→ **WHAT THE TASK ASKS**
Find each line below that contains the string "background", and copy every such line in full.

→ **DATASET ENTRIES**
- - - - - - -
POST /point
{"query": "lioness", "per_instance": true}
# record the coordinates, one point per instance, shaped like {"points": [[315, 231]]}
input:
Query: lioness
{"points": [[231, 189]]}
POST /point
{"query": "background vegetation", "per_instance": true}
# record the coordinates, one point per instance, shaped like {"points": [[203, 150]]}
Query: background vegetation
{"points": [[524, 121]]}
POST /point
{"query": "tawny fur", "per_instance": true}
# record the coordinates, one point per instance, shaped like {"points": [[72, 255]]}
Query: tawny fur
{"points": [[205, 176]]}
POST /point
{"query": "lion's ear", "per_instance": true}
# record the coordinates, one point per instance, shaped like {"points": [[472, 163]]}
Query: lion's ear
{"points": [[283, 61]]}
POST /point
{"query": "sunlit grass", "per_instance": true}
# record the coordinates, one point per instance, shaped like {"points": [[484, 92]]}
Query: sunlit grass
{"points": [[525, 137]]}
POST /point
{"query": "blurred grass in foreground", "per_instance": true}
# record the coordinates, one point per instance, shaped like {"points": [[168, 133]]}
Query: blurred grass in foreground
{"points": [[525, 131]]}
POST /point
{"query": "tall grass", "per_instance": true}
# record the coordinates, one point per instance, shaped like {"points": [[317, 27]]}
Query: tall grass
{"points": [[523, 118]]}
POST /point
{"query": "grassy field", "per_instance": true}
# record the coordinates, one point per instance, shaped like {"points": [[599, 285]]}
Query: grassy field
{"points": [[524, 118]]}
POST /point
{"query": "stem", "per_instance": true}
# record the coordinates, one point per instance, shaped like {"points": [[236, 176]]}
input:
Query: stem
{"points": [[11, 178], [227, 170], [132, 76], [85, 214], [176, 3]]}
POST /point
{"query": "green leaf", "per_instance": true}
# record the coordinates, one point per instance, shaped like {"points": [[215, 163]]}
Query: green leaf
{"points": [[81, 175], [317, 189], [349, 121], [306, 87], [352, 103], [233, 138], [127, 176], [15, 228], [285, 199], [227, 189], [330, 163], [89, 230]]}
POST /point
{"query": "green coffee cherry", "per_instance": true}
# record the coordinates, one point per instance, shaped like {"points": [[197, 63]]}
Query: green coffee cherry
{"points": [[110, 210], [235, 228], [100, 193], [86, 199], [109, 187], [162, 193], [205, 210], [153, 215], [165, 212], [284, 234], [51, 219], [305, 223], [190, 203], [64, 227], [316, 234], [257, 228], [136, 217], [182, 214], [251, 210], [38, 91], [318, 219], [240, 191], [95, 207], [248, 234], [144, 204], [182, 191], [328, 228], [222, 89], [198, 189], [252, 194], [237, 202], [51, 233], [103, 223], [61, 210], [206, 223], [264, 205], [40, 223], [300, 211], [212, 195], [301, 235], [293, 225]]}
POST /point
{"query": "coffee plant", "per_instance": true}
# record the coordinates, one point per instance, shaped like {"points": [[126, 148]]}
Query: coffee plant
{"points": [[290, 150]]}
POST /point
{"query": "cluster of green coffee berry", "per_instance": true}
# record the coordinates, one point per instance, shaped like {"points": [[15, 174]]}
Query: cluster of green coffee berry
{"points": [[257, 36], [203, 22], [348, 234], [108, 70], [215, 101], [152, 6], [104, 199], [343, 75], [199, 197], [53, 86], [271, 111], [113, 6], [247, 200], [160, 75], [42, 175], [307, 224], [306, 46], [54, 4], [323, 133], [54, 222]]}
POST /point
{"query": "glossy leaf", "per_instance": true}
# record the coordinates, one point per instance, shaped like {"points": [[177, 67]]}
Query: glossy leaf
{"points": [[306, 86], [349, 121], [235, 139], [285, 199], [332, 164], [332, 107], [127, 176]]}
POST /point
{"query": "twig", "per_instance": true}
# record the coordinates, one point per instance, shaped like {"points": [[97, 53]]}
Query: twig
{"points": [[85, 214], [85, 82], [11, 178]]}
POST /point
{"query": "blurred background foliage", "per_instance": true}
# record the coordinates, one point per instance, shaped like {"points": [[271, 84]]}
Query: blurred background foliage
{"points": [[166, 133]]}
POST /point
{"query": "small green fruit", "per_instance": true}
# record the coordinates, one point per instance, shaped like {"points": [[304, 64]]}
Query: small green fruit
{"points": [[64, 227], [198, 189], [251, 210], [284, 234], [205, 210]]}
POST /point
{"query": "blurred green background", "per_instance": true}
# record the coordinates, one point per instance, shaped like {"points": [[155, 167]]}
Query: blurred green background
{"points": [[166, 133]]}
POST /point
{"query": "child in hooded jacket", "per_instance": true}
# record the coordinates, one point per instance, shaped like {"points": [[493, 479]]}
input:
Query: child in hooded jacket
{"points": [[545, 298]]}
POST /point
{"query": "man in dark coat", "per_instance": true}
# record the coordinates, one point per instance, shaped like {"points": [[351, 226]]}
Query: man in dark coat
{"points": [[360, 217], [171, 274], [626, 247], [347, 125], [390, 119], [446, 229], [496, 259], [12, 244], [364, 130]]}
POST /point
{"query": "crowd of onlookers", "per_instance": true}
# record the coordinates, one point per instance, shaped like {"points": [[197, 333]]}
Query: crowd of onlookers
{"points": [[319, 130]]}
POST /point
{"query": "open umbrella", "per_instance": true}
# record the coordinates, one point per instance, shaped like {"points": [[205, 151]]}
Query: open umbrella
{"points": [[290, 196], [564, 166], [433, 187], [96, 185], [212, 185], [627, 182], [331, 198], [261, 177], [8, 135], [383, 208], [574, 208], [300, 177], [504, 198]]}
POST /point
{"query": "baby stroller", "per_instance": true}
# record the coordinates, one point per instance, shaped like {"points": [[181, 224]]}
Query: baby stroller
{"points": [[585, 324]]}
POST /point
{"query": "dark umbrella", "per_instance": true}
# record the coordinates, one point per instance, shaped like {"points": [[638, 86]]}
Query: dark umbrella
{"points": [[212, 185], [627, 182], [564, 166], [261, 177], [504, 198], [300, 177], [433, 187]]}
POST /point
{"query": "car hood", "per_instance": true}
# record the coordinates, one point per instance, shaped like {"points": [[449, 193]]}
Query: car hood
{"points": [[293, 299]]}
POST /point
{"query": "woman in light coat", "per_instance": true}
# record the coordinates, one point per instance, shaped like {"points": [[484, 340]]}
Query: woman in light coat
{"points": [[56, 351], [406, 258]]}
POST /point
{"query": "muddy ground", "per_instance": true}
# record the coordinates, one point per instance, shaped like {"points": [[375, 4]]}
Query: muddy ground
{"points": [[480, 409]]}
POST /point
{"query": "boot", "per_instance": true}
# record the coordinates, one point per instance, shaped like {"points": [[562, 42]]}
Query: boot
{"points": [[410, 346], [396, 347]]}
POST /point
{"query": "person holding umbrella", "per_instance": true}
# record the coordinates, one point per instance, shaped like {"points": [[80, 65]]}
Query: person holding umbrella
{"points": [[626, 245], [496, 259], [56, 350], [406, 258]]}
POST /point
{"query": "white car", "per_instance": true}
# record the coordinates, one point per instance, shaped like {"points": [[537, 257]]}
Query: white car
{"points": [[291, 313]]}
- - - - - - -
→ **RIGHT ANSWER**
{"query": "background vegetation", "per_instance": true}
Query: background vegetation
{"query": "blurred background foliage", "per_instance": true}
Query: blurred background foliage
{"query": "blurred green background", "per_instance": true}
Query: blurred green background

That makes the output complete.